> SET TASK
All records must be quoted exactly. Omit the pictures.

> DATA IN THIS EXERCISE
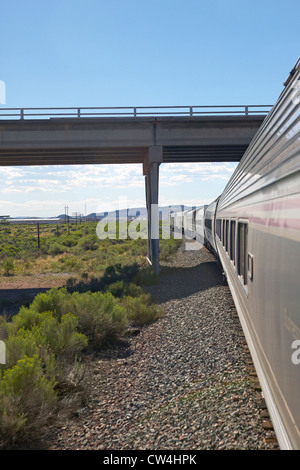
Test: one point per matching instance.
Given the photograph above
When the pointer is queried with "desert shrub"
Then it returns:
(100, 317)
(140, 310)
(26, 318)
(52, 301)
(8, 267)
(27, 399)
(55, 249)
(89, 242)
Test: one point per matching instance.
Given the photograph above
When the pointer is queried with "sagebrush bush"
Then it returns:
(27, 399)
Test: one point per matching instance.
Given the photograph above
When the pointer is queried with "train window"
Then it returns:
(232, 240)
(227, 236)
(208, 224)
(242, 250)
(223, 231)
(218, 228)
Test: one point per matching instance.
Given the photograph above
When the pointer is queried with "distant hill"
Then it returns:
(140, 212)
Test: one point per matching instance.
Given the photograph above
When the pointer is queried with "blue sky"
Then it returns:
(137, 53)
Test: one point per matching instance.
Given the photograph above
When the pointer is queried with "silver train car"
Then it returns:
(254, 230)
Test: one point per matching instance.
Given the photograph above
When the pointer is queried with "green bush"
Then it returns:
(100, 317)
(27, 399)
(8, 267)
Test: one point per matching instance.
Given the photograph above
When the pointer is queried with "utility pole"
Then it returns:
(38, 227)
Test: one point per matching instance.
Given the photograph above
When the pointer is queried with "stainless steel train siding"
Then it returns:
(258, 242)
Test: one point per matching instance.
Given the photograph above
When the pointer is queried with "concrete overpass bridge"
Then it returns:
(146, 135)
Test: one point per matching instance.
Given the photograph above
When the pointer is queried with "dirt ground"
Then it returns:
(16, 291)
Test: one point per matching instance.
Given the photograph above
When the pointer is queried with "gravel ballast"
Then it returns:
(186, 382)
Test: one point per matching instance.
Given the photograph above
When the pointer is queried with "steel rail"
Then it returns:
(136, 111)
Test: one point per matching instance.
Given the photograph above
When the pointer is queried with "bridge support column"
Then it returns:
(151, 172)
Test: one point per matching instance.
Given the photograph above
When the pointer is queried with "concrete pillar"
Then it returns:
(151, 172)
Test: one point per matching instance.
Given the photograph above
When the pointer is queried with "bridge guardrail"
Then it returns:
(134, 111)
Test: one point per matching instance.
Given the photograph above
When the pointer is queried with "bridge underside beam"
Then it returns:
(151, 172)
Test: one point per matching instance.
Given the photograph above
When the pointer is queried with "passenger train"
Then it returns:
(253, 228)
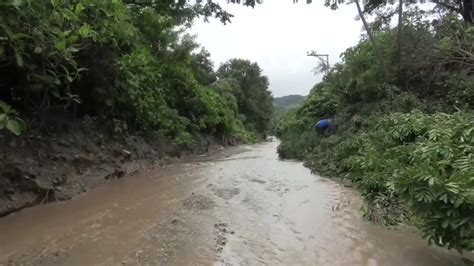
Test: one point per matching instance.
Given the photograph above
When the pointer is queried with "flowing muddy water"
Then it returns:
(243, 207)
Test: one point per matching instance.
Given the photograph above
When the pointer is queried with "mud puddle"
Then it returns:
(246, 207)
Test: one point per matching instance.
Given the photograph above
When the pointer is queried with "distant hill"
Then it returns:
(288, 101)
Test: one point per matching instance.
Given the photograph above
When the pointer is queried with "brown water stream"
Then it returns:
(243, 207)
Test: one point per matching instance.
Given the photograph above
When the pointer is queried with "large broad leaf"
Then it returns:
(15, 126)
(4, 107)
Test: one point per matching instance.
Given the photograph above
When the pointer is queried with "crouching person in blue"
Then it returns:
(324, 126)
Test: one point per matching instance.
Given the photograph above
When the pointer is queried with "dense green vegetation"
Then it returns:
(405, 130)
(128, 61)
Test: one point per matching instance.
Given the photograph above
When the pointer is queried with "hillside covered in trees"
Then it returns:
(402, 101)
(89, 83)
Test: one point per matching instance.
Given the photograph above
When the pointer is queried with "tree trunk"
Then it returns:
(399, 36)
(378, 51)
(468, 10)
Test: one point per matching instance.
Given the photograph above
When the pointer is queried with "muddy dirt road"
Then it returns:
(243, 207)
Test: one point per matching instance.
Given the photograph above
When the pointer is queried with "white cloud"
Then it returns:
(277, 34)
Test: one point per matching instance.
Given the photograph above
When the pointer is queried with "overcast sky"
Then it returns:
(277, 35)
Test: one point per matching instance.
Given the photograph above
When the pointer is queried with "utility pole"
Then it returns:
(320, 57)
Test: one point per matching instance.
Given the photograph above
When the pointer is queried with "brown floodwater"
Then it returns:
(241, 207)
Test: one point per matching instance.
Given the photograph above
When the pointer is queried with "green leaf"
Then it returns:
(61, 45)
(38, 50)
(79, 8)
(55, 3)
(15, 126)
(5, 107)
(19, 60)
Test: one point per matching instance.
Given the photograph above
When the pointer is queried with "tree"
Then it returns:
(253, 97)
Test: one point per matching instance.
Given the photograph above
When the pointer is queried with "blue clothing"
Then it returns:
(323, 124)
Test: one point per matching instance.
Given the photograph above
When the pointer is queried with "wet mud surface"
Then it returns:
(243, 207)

> TASK OUTPUT
Test: one point per matching instance.
Given the photograph above
When the pointer is queried with "desert shrub"
Then it returns:
(100, 317)
(140, 310)
(26, 318)
(52, 301)
(8, 267)
(27, 399)
(55, 249)
(89, 242)
Test: one point per matching instance.
Given the photograph above
When the pointer is queried with "sagebrush bush"
Then it returns:
(27, 399)
Test: one point per matching instance.
Given the photograph above
When the pointer is queried with "train window"
Then it returns:
(232, 240)
(227, 236)
(208, 224)
(242, 250)
(223, 231)
(218, 228)
Test: one point per matching instance.
Given the photograph above
When the pointer is queried with "distant hill"
Then it returns:
(140, 212)
Test: one point per matching instance.
Given the photograph above
When the pointer is queried with "blue sky"
Then it returns:
(137, 53)
Test: one point per matching instance.
Given the photograph above
When the pointer is queried with "silver train car"
Then it returns:
(254, 230)
Test: one point per matching instance.
Given the photograph above
When the pointer is queried with "green bush"
Then it returns:
(100, 317)
(27, 399)
(8, 267)
Test: one point per matching instance.
Given the photograph above
When the pointer is queried with "utility pole"
Then it returns:
(38, 227)
Test: one point per matching instance.
Given the photograph above
When the pointer is queried with "stainless steel train siding"
Then it returns:
(258, 242)
Test: one point per matching instance.
Given the photograph above
When the pointer is queried with "concrete overpass bridge"
Then it returns:
(146, 135)
Test: one point per matching instance.
Given the photograph above
When the pointer is queried with "dirt ground"
Then it returns:
(16, 291)
Test: one point per matching instance.
Given the photograph above
When the pointer is queried with "gravel ballast"
Then it returns:
(186, 382)
Test: one point per matching instance.
Given the photograph above
When the pointer is queried with "steel rail"
Then it returns:
(136, 111)
Test: one point per matching instance.
Given the photograph above
When the pointer is queried with "bridge support column"
Then it returns:
(151, 172)
Test: one point per matching instance.
Given the photograph above
When the pointer is queried with "concrete pillar"
Then it returns:
(151, 172)
Test: one point per matching instance.
Given the photograph above
When the pointer is queried with "bridge guardrail"
Then it returns:
(134, 111)
Test: one point per matching instance.
Given the photograph above
When the pointer is queried with "bridge underside beam"
Then it returns:
(151, 172)
Test: one point per matching instance.
Given the photograph above
When the pointer is queried with "passenger train"
Then it returns:
(253, 228)
Test: one point per matching instance.
Given the photograph above
When the pointer is queried with "flowing muddy water"
Then it returns:
(243, 207)
Test: one point per matching instance.
Given the photograph above
When the pointer is queried with "mud puddle"
Then it returns:
(246, 207)
Test: one point per matching instance.
Given the photograph above
When the pointer is queried with "distant hill"
Then it returns:
(288, 101)
Test: one point per matching instance.
Given the photograph above
When the pointer is queried with "brown water stream"
Then it returns:
(243, 207)
Test: one point per matching instance.
Given the photograph above
When the pointer is queried with "large broad leaf"
Then it returns:
(15, 126)
(4, 107)
Test: one point per matching instance.
Given the photograph above
When the pointer is queried with "crouching person in blue"
Then it returns:
(324, 126)
Test: one point per matching instance.
Given the photograph above
When the pointer is queried with "dense green vegetation"
Then it returns:
(405, 130)
(128, 61)
Test: one point per matching instance.
Given the photograph above
When the pointer is queried with "hillside covered in trees"
Then it returns:
(402, 101)
(89, 83)
Test: one point per matching instance.
Given the photograph above
When the pointer is queried with "tree trunk"
Then it returns:
(399, 36)
(378, 51)
(468, 10)
Test: one point per matching instance.
Given the photograph above
When the pointer is queried with "muddy dirt road"
Then it returns:
(243, 207)
Test: one point per matching instance.
Given the photograph above
When the pointer is queried with "white cloud"
Then it returns:
(277, 34)
Test: one point per matching instance.
Given the photograph above
When the pointer is queried with "overcast sky"
Then it returns:
(277, 35)
Test: one point per matching instance.
Given the photograph above
When the pointer is queried with "utility pole"
Then it returns:
(320, 57)
Test: one point per matching instance.
Given the photograph above
When the pointer is queried with "brown floodwater"
Then it returns:
(241, 207)
Test: one point per matching instance.
Given the photograph above
When the pointer is queried with "green leaf"
Then it returns:
(61, 45)
(38, 50)
(79, 8)
(55, 3)
(15, 126)
(5, 107)
(19, 60)
Test: one point per matching instance.
Given the photograph above
When the pointer is queried with "tree"
Then it returns:
(253, 97)
Test: one point per matching instance.
Given the photograph above
When the pointer is queried with "blue clothing"
Then it returns:
(323, 124)
Test: one point per matching instance.
Given the photograph above
When the pointer is queried with "wet mud surface"
Then it returns:
(243, 207)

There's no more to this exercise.